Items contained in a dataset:

┄┄┄┄┄┄

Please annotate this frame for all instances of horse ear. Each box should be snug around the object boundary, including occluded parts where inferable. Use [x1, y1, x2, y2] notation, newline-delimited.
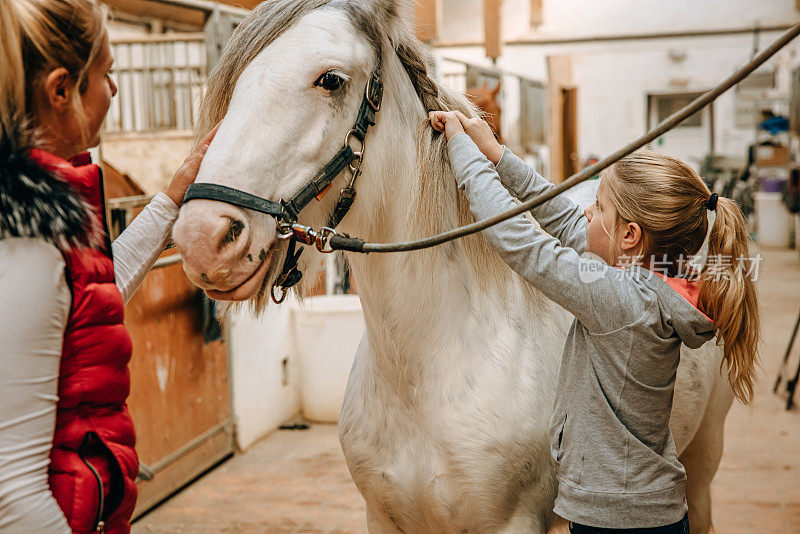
[492, 80, 503, 96]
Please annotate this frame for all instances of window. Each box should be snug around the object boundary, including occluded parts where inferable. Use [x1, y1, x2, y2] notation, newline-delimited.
[648, 93, 704, 128]
[519, 79, 547, 152]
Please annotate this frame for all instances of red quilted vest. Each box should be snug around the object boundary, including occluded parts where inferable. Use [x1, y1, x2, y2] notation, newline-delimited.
[31, 150, 139, 534]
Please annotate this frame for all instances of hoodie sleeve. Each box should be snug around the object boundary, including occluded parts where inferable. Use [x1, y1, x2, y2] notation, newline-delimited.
[448, 134, 650, 333]
[497, 148, 587, 254]
[0, 238, 71, 534]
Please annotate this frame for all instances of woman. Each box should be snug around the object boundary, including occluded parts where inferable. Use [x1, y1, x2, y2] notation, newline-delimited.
[0, 0, 213, 534]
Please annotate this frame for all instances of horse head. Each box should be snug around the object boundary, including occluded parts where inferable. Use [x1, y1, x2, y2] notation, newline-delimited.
[173, 0, 450, 307]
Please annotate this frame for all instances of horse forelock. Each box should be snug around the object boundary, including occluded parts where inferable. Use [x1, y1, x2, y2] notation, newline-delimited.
[195, 0, 406, 144]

┄┄┄┄┄┄

| Goal |
Rewrite all the items above as a JSON list of strings, one string per line, with blank lines left out. Omit the picture.

| Answer for this exercise |
[
  "Please annotate this frame for all instances of horse ear. Each box should be snug around the object boundary, including occluded parts where inferable. Use [x1, y1, x2, y2] notation, newline-delimited.",
  "[492, 80, 503, 96]",
  "Please annotate this frame for all instances of window. Each box should be snug around the object boundary, including occluded parts where inferable. Use [x1, y1, x2, y2] notation, newline-delimited.",
  "[648, 93, 704, 128]",
  "[519, 79, 547, 152]",
  "Please annotate this frame for all instances of red quilted vest. Each box should be snug around the object boundary, including occluded parts where inferable. Use [x1, y1, x2, y2] notation, newline-delimited.",
  "[31, 150, 139, 534]",
  "Please annotate this frame for all instances of hoodie sleeve. Each box should be snug around the object boundary, including occluded parts where inferable. Use [x1, y1, x2, y2] notation, newline-delimited.",
  "[448, 134, 650, 333]",
  "[497, 148, 587, 254]",
  "[0, 238, 71, 534]",
  "Please annotate this frame for all instances of woman. Each box should be snug around the object boundary, including occluded parts where inferable. Use [x1, y1, x2, y2] notation, newline-delimited.",
  "[0, 0, 213, 534]",
  "Please annotate this frame for all instances of horse head. Each box should be snug around the object boundary, including occluded parts where inferable. Use [x1, y1, x2, y2] notation, newline-delimited.",
  "[173, 0, 450, 307]",
  "Please annotate this frame for all instances of horse forelock. Each box should be snug around the object boundary, including occluded parts where inferable. Use [x1, y1, x2, y2] notation, newline-delimited.",
  "[195, 0, 406, 144]"
]